--- start Text ---
Us versus Them

How the dichotomous populist dialectic together with the data crisis are re–shaping our world perception

© Noemi Biasetton, 2018
1. Not without flaws … Anti-Brexit poster by Artist Wolfgang Tillmans, 02. Boris Johnson during an “Out” campaign event, at Europa Worldwide freight company in Dartford, Britain March 11.

‘Us’ Versus ‘Them’

It has been also a year of strong, powerful and fearless slogans, communication strategies and propaganda, all aimed at just one thing: getting through the ‘real people’. For populists, the threat of being governed by a despotic majority, ruled by cold and mean elitists, is a chimera.
And whoever stands in the way of the popular will is an ‘enemy of the people’, as the Daily Mail puts it. → 3

3. “Enemies of the People”, Daily Mail, 4th November 2016. Headline to an article by political editor James Slack. Headline and article were about the three judges who had claimed that the UK Government would require the consent of Parliament to give notice of Brexit. The headline was widely criticized as being inappropriately condemnatory and attracted numerous complaints, given that the British judiciary is independent of the Government.
--- end Text ---
--- start Given entries ---
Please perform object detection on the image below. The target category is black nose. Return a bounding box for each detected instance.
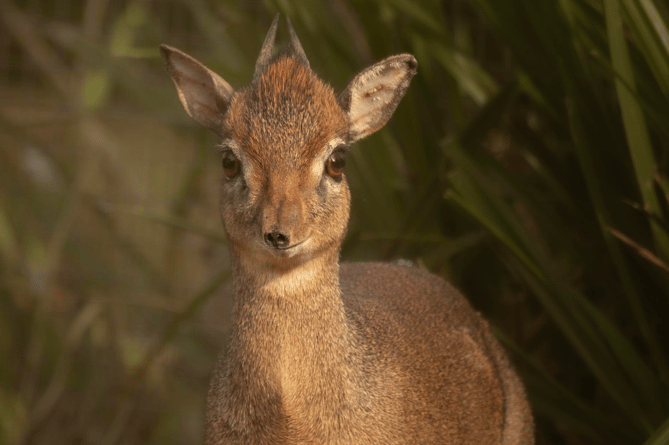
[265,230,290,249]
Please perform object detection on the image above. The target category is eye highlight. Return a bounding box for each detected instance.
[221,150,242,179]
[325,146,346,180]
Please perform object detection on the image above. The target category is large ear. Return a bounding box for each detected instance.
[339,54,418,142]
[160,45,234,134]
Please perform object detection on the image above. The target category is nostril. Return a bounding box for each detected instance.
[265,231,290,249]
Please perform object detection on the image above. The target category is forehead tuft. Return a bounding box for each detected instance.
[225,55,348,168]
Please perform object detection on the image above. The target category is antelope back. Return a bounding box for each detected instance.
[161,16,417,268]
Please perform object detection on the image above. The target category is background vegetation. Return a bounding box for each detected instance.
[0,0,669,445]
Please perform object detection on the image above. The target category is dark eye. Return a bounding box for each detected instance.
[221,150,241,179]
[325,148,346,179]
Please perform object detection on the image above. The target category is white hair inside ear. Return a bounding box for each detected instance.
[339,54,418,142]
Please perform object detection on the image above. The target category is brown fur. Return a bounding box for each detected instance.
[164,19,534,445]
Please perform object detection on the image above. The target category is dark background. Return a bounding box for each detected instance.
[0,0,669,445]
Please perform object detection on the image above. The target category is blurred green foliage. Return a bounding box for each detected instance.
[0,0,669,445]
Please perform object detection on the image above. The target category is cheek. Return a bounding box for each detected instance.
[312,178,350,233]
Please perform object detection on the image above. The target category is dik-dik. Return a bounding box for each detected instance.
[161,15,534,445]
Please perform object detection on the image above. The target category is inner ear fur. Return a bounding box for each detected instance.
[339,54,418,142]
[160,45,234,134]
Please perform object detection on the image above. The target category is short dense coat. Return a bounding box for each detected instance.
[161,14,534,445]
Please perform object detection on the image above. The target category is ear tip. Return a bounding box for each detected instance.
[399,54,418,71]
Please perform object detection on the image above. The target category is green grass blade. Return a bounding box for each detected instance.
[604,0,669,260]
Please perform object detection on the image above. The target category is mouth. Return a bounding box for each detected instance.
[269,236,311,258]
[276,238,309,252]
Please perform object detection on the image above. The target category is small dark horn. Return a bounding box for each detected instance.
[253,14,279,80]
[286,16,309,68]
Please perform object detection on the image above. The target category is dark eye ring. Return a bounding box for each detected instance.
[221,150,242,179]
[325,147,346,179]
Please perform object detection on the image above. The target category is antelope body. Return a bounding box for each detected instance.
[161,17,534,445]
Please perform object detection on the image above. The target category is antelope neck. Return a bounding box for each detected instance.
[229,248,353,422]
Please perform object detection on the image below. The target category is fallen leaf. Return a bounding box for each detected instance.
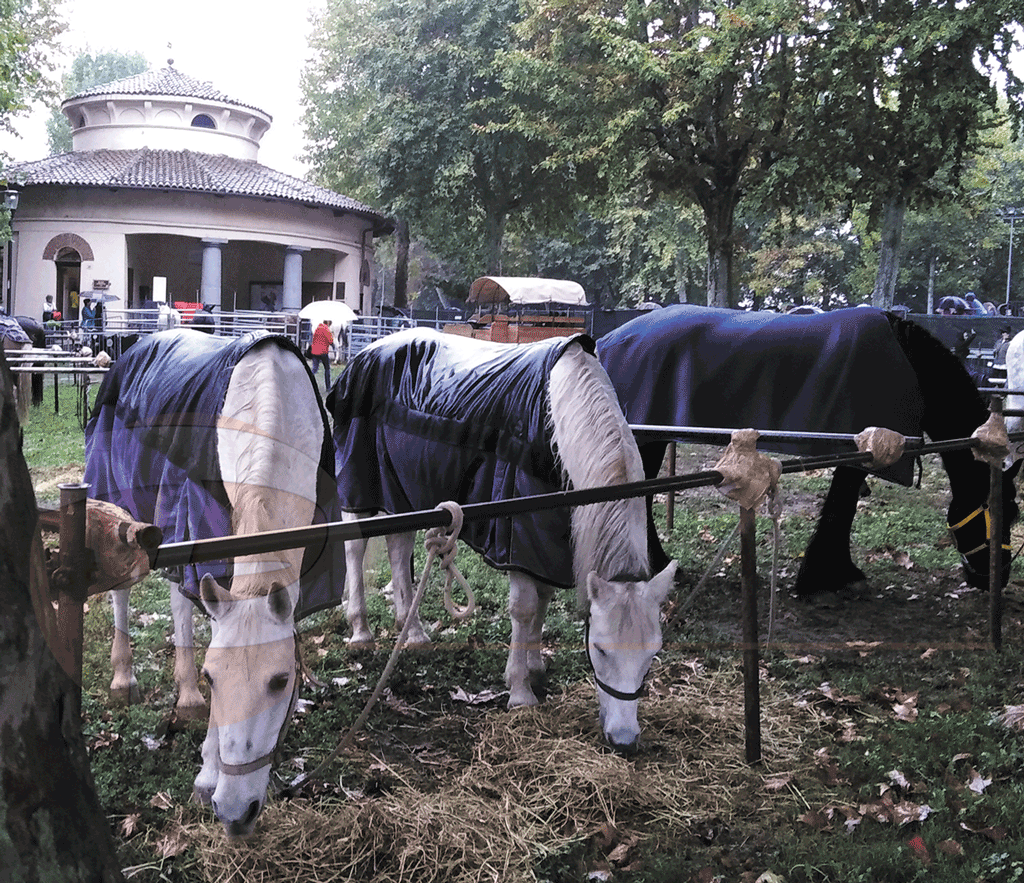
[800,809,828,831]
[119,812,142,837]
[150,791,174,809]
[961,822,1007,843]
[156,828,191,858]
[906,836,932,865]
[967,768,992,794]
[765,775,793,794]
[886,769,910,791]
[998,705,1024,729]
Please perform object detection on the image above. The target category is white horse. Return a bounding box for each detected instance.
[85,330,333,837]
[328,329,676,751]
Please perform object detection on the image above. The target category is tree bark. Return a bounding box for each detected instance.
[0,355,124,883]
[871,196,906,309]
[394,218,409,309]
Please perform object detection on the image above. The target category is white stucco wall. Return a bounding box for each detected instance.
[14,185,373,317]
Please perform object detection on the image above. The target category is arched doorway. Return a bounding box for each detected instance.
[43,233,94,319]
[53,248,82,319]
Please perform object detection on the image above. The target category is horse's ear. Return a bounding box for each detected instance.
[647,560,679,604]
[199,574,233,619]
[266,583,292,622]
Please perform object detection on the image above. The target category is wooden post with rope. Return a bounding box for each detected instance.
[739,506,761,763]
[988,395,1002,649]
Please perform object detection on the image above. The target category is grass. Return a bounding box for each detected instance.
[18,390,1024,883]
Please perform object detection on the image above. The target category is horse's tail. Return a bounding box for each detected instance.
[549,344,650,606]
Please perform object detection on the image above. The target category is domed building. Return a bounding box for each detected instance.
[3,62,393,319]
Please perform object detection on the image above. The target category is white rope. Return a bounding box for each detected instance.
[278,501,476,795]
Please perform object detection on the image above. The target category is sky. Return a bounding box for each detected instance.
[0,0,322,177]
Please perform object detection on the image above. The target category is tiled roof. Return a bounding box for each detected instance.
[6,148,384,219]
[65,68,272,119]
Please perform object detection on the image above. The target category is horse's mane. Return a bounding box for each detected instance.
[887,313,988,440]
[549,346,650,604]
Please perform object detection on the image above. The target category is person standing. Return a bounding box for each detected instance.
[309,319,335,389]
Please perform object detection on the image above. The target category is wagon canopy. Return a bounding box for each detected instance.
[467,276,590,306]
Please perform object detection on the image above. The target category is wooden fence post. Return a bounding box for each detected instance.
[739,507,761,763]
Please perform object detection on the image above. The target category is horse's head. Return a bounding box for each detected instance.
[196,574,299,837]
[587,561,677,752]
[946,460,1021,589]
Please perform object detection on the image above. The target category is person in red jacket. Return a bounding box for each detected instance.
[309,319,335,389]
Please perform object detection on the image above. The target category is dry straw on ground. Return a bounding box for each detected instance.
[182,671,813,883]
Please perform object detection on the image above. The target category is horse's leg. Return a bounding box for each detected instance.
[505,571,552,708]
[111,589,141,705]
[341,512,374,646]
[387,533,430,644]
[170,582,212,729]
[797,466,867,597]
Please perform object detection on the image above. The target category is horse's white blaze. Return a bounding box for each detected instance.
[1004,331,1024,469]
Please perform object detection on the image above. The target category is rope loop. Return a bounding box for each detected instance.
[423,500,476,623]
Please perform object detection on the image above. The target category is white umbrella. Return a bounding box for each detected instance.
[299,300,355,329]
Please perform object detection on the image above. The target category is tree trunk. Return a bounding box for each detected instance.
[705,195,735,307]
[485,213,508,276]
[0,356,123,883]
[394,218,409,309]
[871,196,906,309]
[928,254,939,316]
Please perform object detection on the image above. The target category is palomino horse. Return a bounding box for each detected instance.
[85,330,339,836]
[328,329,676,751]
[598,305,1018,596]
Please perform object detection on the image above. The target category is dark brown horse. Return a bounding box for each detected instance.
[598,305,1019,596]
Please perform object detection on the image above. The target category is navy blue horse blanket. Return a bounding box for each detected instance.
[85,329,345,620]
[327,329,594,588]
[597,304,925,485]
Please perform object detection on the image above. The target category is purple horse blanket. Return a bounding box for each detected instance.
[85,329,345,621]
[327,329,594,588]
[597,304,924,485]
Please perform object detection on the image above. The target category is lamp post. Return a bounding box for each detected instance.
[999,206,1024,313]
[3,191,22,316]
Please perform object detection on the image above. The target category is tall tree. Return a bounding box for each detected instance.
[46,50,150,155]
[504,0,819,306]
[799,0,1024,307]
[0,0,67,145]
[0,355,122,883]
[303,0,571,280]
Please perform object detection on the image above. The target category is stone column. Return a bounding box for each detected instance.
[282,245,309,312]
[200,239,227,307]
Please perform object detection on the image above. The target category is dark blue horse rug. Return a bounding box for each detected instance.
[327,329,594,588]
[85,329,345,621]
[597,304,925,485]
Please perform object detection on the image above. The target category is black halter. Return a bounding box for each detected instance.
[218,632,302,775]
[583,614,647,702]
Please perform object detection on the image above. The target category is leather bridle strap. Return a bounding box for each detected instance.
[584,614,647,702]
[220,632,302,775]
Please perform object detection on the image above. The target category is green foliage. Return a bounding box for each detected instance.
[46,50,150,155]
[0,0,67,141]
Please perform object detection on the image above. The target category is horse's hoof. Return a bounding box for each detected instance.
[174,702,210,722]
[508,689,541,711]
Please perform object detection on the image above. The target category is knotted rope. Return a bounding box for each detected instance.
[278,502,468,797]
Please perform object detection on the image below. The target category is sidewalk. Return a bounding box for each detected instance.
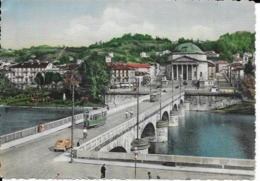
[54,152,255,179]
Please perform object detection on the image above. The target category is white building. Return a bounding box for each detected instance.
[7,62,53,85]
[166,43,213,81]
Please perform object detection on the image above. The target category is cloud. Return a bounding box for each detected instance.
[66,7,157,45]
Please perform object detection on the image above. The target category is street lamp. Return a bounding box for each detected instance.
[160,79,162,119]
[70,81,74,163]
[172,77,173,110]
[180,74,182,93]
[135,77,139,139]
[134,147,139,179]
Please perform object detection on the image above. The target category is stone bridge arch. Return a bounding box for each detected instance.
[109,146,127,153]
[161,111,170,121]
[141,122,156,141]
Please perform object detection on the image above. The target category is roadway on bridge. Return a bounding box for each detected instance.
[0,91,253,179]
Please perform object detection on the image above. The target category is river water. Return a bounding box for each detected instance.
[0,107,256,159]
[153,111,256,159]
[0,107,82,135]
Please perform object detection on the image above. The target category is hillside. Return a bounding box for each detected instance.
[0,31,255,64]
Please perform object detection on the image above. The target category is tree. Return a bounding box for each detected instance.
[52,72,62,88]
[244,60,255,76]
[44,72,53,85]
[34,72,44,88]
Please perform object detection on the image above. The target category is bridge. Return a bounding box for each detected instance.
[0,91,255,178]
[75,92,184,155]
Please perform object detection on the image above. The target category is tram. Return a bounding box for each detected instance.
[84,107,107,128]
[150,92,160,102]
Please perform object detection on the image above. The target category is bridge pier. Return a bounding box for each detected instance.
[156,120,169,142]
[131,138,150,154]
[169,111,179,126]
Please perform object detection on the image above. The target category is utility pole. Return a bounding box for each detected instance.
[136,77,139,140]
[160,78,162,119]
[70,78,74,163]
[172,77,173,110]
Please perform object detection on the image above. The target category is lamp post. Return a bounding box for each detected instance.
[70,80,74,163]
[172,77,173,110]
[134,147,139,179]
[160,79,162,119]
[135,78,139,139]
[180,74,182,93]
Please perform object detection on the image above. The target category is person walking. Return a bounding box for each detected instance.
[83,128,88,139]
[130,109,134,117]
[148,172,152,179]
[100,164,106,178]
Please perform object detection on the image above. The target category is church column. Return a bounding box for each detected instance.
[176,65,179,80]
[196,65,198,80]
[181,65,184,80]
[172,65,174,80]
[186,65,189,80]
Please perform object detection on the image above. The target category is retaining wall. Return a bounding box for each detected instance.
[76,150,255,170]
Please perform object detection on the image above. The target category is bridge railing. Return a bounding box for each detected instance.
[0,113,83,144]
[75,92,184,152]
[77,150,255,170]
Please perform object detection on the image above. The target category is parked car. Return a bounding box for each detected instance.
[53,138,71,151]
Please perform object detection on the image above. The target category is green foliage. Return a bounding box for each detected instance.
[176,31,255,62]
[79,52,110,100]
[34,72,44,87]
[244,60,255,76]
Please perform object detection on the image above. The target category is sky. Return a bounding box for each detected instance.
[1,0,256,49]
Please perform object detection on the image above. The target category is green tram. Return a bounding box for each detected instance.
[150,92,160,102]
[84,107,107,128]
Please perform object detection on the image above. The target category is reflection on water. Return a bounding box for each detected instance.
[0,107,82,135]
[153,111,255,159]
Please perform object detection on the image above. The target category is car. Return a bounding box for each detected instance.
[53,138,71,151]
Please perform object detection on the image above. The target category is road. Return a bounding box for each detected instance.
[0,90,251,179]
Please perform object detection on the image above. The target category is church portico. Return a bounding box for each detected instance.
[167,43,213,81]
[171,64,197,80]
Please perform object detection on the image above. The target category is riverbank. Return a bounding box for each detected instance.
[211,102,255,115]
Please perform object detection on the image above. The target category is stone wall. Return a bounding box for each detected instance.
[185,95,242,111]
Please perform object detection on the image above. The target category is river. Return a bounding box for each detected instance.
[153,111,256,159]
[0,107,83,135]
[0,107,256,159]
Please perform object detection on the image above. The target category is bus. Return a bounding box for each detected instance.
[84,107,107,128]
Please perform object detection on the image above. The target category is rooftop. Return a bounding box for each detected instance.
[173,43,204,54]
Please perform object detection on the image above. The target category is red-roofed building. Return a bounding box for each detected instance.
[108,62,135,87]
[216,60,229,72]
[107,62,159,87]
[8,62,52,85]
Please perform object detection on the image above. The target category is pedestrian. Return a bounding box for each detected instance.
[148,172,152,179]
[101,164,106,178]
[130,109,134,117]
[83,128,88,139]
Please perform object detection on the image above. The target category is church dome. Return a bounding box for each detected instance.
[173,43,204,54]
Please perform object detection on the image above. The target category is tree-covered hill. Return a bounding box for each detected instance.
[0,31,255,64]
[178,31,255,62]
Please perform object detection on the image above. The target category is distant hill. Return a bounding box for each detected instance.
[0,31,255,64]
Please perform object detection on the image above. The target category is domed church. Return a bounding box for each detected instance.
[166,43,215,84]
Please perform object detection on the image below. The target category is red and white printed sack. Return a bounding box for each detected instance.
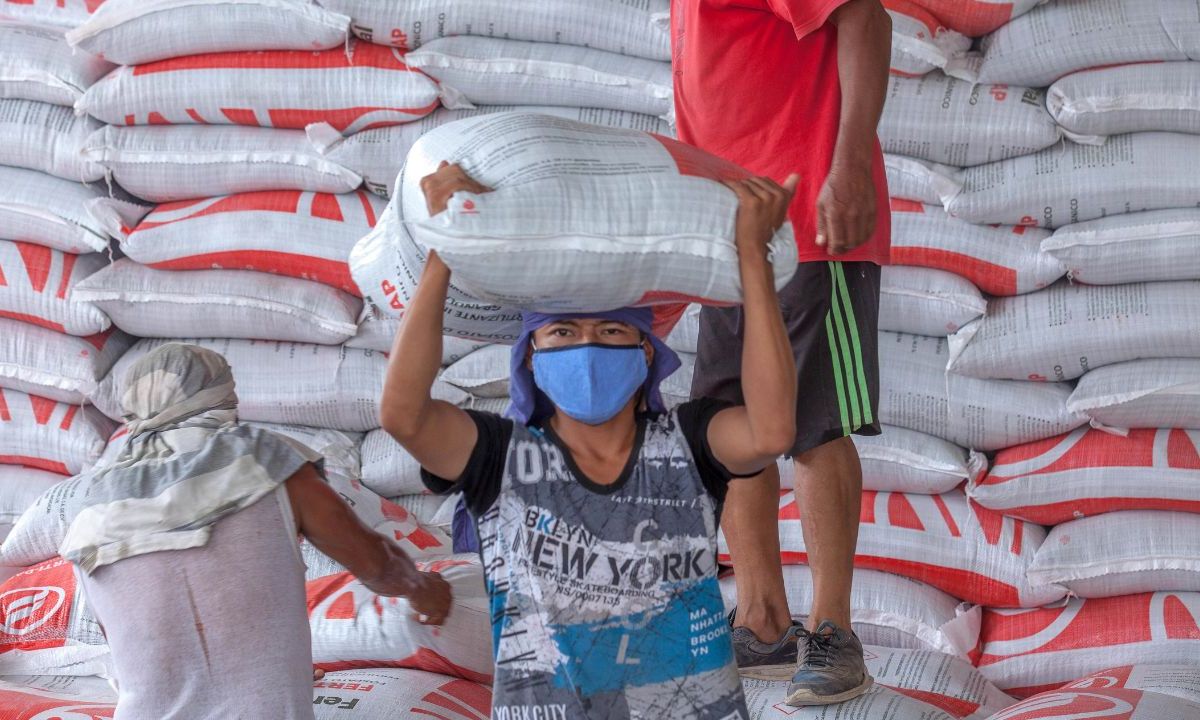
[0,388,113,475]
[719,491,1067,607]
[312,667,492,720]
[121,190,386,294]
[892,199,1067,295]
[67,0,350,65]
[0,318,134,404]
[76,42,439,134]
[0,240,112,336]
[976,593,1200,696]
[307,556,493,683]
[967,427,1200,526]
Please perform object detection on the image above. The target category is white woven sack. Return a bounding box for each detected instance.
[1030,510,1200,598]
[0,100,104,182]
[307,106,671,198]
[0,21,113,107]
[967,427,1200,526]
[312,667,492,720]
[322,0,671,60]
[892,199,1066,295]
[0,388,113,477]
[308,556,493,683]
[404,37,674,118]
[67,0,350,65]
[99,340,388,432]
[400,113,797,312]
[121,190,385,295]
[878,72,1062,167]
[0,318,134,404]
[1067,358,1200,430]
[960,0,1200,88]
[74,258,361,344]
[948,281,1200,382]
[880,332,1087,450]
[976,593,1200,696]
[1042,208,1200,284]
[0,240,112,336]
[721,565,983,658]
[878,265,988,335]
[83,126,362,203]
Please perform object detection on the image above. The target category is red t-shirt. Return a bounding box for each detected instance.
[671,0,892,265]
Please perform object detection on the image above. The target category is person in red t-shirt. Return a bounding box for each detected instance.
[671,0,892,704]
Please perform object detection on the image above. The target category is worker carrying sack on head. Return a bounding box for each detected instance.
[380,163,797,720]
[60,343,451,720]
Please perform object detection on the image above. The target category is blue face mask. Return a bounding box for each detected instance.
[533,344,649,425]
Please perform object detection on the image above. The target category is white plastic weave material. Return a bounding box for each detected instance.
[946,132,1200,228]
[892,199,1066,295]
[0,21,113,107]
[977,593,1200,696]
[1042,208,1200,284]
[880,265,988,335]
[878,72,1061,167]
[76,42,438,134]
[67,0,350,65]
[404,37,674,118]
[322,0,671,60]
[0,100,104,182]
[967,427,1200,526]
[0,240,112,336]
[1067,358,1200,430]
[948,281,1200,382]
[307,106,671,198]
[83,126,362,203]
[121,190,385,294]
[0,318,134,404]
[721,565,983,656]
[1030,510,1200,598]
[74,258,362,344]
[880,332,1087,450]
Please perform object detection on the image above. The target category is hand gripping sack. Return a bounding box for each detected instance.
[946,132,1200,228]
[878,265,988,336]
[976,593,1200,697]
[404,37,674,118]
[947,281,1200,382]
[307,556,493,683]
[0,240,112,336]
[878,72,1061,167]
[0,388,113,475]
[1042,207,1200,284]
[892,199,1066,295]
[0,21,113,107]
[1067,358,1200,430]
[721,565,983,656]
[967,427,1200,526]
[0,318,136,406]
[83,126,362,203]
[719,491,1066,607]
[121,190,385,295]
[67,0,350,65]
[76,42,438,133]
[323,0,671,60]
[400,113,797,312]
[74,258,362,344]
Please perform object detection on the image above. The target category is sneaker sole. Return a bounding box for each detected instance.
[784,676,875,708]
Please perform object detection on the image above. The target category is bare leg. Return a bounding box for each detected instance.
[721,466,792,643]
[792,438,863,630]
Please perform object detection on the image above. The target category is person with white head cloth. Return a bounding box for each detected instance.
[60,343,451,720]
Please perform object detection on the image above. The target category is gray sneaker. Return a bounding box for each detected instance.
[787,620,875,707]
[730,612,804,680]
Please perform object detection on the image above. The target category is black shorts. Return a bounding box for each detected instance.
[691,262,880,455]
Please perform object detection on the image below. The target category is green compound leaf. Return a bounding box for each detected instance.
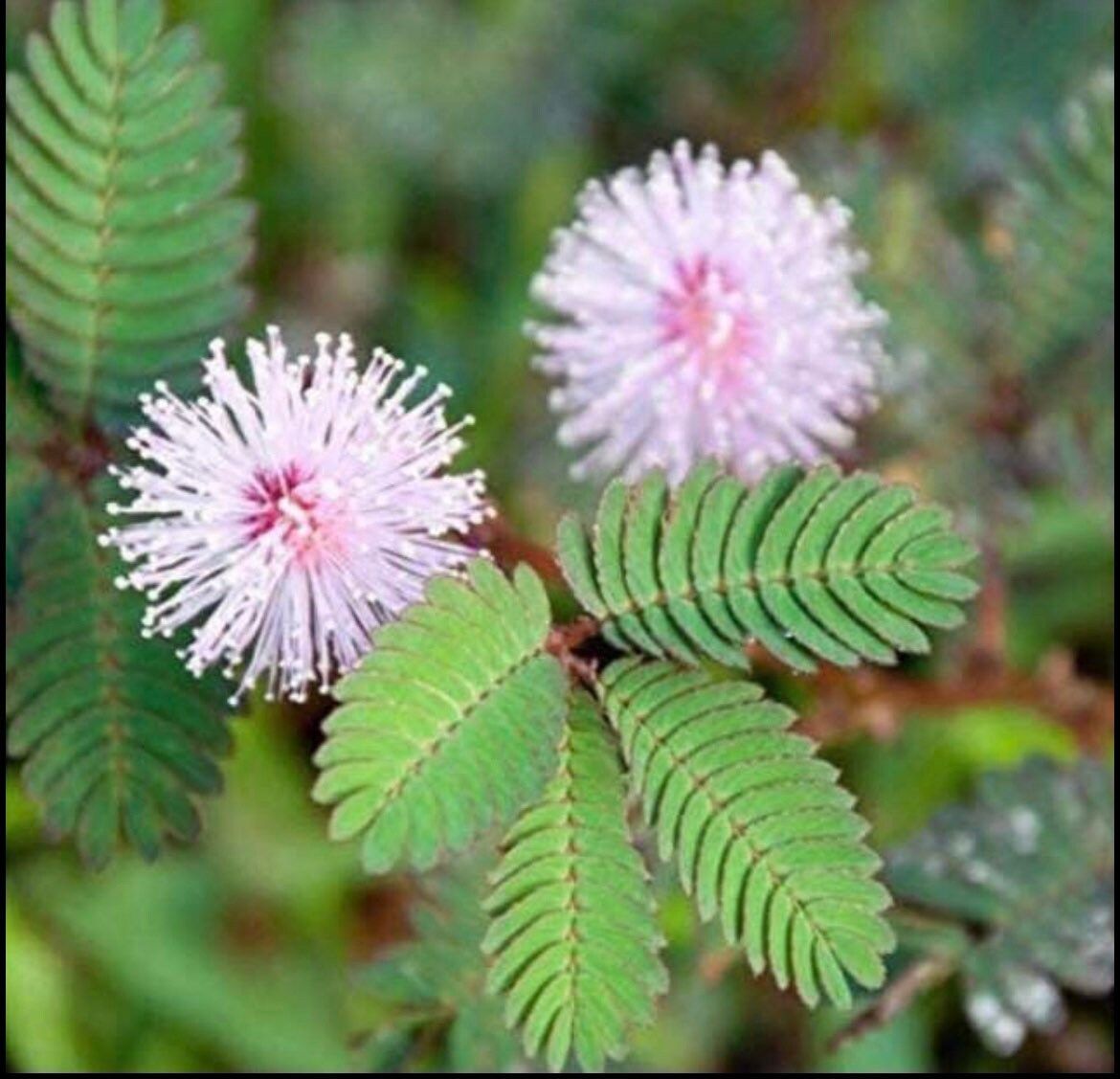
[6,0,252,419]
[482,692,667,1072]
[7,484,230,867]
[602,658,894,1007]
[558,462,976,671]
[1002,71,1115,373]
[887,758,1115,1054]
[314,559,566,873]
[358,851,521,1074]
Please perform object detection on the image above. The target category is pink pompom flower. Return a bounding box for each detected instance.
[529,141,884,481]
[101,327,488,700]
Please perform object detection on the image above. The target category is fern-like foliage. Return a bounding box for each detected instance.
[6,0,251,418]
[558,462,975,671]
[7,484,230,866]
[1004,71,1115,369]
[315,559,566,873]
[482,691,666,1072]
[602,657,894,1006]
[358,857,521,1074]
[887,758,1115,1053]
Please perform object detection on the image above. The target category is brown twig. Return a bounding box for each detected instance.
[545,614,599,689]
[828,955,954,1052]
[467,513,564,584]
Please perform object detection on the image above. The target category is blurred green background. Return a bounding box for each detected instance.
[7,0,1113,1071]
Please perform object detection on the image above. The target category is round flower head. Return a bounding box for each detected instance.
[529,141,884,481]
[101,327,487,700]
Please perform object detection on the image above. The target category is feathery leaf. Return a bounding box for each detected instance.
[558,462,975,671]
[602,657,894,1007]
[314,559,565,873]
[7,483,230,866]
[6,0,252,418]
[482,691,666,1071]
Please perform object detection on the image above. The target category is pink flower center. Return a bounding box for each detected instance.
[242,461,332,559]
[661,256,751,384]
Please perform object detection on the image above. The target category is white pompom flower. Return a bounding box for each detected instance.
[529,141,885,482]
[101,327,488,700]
--- end Given entries ---
Transcribe the Us versus Them text above between "And whoever stands" and "of the Government.", inclusive.

And whoever stands in the way of the popular will is an ‘enemy of the people’, as the Daily Mail puts it. → 3

3. “Enemies of the People”, Daily Mail, 4th November 2016. Headline to an article by political editor James Slack. Headline and article were about the three judges who had claimed that the UK Government would require the consent of Parliament to give notice of Brexit. The headline was widely criticized as being inappropriately condemnatory and attracted numerous complaints, given that the British judiciary is independent of the Government.